## START RECORD EXTRACTS
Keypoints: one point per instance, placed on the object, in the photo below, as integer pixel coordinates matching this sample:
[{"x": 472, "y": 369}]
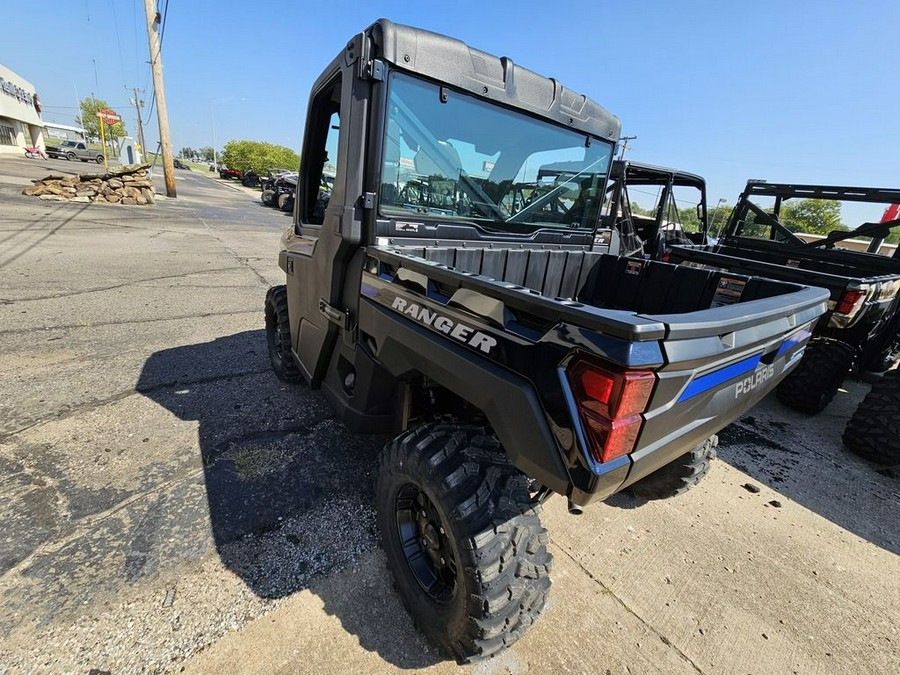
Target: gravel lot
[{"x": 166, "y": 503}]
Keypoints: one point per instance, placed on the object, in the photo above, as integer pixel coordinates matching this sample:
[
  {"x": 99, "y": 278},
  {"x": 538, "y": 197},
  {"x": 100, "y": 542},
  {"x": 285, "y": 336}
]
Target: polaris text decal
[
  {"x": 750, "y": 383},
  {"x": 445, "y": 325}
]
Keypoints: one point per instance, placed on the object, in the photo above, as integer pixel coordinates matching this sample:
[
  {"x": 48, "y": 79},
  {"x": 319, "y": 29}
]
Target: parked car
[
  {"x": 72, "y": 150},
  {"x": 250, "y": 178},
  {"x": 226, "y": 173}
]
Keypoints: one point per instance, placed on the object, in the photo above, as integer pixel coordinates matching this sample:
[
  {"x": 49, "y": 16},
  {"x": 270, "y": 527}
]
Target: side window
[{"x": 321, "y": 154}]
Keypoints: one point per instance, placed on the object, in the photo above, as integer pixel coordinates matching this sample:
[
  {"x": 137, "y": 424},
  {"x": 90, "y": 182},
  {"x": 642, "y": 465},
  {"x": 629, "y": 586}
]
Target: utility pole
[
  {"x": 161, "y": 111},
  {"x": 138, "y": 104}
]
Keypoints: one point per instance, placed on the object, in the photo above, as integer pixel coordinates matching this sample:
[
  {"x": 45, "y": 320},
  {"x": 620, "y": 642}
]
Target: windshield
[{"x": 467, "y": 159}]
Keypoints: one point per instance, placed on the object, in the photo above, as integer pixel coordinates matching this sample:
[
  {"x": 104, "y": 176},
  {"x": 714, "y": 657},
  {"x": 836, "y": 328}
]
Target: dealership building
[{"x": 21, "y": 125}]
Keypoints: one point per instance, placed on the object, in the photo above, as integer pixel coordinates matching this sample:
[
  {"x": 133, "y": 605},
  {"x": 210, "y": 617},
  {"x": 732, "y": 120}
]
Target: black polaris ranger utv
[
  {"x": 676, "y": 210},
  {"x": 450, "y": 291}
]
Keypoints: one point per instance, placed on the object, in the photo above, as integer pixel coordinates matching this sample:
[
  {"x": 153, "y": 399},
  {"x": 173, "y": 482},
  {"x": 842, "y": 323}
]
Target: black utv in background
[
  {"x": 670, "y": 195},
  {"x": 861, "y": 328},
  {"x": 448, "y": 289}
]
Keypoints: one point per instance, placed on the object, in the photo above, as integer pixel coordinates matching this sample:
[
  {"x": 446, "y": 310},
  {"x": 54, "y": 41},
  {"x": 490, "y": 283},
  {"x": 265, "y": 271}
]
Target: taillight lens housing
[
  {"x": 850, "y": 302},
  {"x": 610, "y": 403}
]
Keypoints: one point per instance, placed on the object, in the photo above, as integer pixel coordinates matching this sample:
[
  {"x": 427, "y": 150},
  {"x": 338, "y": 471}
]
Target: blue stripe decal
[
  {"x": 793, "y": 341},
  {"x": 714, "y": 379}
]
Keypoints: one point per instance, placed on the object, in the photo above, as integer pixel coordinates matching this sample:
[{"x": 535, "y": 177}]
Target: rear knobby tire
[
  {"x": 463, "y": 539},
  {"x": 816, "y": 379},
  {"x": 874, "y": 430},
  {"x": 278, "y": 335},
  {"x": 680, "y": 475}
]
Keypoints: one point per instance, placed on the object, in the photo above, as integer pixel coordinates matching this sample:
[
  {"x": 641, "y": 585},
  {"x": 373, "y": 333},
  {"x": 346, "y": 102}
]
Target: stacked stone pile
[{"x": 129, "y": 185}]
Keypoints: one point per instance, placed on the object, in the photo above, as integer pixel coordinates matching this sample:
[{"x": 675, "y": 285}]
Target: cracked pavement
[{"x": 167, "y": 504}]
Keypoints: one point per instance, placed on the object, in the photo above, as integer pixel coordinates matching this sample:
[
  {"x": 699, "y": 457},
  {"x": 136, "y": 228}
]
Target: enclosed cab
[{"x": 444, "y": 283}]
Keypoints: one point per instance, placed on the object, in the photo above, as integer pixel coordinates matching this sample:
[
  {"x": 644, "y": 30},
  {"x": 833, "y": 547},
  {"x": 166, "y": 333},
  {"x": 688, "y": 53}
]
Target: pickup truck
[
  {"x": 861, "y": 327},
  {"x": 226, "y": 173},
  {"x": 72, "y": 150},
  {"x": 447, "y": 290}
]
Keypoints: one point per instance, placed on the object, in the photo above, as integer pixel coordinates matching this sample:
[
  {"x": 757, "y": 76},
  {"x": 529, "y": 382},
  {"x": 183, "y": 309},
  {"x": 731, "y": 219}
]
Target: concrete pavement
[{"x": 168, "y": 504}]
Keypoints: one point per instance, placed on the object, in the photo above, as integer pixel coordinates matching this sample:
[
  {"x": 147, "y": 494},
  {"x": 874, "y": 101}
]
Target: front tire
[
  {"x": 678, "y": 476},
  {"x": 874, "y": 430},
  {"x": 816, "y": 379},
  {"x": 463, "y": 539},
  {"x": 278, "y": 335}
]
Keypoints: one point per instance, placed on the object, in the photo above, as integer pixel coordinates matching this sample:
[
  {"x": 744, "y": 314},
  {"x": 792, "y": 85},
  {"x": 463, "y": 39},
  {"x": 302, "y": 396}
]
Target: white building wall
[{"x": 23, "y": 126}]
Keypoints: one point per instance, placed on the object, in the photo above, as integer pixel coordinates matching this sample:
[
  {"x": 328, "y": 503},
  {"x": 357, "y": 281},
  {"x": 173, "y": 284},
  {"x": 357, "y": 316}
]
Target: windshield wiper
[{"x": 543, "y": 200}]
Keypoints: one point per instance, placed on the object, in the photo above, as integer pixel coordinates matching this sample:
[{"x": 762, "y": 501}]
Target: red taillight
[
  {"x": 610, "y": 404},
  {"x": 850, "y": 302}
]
## END RECORD EXTRACTS
● **GIVEN TASK**
Can you repeat every record above exactly, apart from the pictures?

● **RESPONSE TO THIS TASK**
Keypoints: one point per instance, placed on the object, in the photo below, as integer pixel coordinates matching this sample:
[{"x": 472, "y": 369}]
Target: gravel lot
[{"x": 166, "y": 503}]
Keypoints: one point per instance, placed on the object, in the photo above, as integer pixel coordinates matching this sample:
[
  {"x": 99, "y": 278},
  {"x": 538, "y": 197},
  {"x": 100, "y": 542},
  {"x": 285, "y": 336}
]
Target: polaris text decal
[
  {"x": 750, "y": 383},
  {"x": 445, "y": 325}
]
Keypoints: one point per instance, placed on the object, in the photo above, as integer pixel coordinates matching this sample:
[
  {"x": 48, "y": 79},
  {"x": 319, "y": 29}
]
Target: parked car
[
  {"x": 72, "y": 150},
  {"x": 250, "y": 178},
  {"x": 226, "y": 173}
]
Keypoints: one point per instance, placed on the object, in the photo above, as integer pixel coordinates matching this sample:
[
  {"x": 49, "y": 16},
  {"x": 270, "y": 527}
]
Target: side window
[{"x": 321, "y": 154}]
Keypoints: one point per instance, placed on the object, in the photo above, as integer pixel coordinates matching this sample:
[
  {"x": 137, "y": 424},
  {"x": 90, "y": 182},
  {"x": 642, "y": 465},
  {"x": 629, "y": 586}
]
Target: utility pole
[
  {"x": 161, "y": 111},
  {"x": 138, "y": 104}
]
Keypoints: one point per instance, placed on the object, in the photo above, as integer pixel coordinates matching this sample:
[
  {"x": 45, "y": 320},
  {"x": 620, "y": 642}
]
Target: windshield
[{"x": 467, "y": 159}]
Keypoints: one point per instance, placed on the object, in the photo above, as integer pixel coordinates matching this sample:
[
  {"x": 104, "y": 176},
  {"x": 714, "y": 657},
  {"x": 836, "y": 328}
]
Target: dealership building
[{"x": 21, "y": 125}]
Keypoints: one point per instance, placed on the object, in the photo above, as integer pixel coordinates matching this sample:
[
  {"x": 133, "y": 605},
  {"x": 210, "y": 617},
  {"x": 732, "y": 120}
]
Target: black polaris ranger utv
[
  {"x": 676, "y": 210},
  {"x": 450, "y": 291}
]
Keypoints: one point per instance, placed on the object, in the photo above, as integer pixel coordinates matching this sample:
[
  {"x": 153, "y": 399},
  {"x": 173, "y": 482},
  {"x": 842, "y": 323}
]
Target: black utv in background
[
  {"x": 670, "y": 195},
  {"x": 861, "y": 328},
  {"x": 448, "y": 289}
]
Keypoints: one point per instance, placed on the object, in the photo above, as integer pixel coordinates matching this sample:
[
  {"x": 446, "y": 310},
  {"x": 54, "y": 41},
  {"x": 490, "y": 283},
  {"x": 265, "y": 271}
]
Target: taillight lens housing
[
  {"x": 850, "y": 302},
  {"x": 610, "y": 403}
]
Keypoints: one point per instance, placed on the object, in the photo above, as integer pixel coordinates matching this sample:
[
  {"x": 427, "y": 150},
  {"x": 338, "y": 471}
]
Target: blue stripe decal
[
  {"x": 793, "y": 341},
  {"x": 714, "y": 379}
]
Keypoints: one point per instance, placed on the object, in the photo above, as integer pixel coordinates matching this sample:
[{"x": 535, "y": 177}]
Target: rear knobby tire
[
  {"x": 463, "y": 539},
  {"x": 816, "y": 379},
  {"x": 874, "y": 430},
  {"x": 278, "y": 335},
  {"x": 680, "y": 475}
]
Keypoints: one point per instance, placed on the object, in the photo above, as integer pixel coordinates matching this sample:
[
  {"x": 641, "y": 585},
  {"x": 373, "y": 333},
  {"x": 346, "y": 102}
]
Target: stacked stone pile
[{"x": 129, "y": 185}]
Keypoints: one point per instance, placed on the object, in the photo above, as integer pixel coordinates matching this sample:
[{"x": 675, "y": 285}]
Target: cracked pavement
[{"x": 167, "y": 504}]
Keypoints: one point per instance, placed on the object, in the photo above, as integer pixel coordinates matching this sample:
[
  {"x": 699, "y": 457},
  {"x": 136, "y": 228}
]
Target: enclosed cab
[{"x": 444, "y": 283}]
Keypoints: one point per instance, placed on the object, in the photo above, as integer pixel coordinates matching this sample:
[
  {"x": 644, "y": 30},
  {"x": 833, "y": 547},
  {"x": 166, "y": 333},
  {"x": 688, "y": 53}
]
Target: pickup truck
[
  {"x": 861, "y": 327},
  {"x": 226, "y": 173},
  {"x": 72, "y": 150},
  {"x": 447, "y": 290}
]
Keypoints: one point per instance, placed on the object, in the photo above, as integer pixel coordinates matching this sample:
[
  {"x": 757, "y": 76},
  {"x": 529, "y": 382},
  {"x": 183, "y": 309},
  {"x": 731, "y": 219}
]
Target: concrete pavement
[{"x": 168, "y": 504}]
Keypoints: one point per instance, placed on the object, in the photo above, as integer pixel coordinates matching this sample:
[
  {"x": 147, "y": 494},
  {"x": 874, "y": 101}
]
Target: front tire
[
  {"x": 678, "y": 476},
  {"x": 874, "y": 430},
  {"x": 816, "y": 379},
  {"x": 463, "y": 539},
  {"x": 278, "y": 335}
]
Keypoints: one point per instance, placed on the object, in the photo above, as integer pixel coordinates matching this sample:
[
  {"x": 744, "y": 314},
  {"x": 792, "y": 85},
  {"x": 463, "y": 39},
  {"x": 302, "y": 396}
]
Target: white building wall
[{"x": 23, "y": 126}]
Keypoints: one point per instance, placed on the object, in the photo above, as integer pixel coordinates matching this sample:
[
  {"x": 328, "y": 503},
  {"x": 357, "y": 281},
  {"x": 173, "y": 284},
  {"x": 357, "y": 316}
]
Target: windshield wiper
[{"x": 543, "y": 200}]
Keypoints: one point per instance, placed on the object, in the photo above, as integer pixel coordinates matching this sample:
[{"x": 762, "y": 501}]
Target: red taillight
[
  {"x": 610, "y": 404},
  {"x": 850, "y": 302}
]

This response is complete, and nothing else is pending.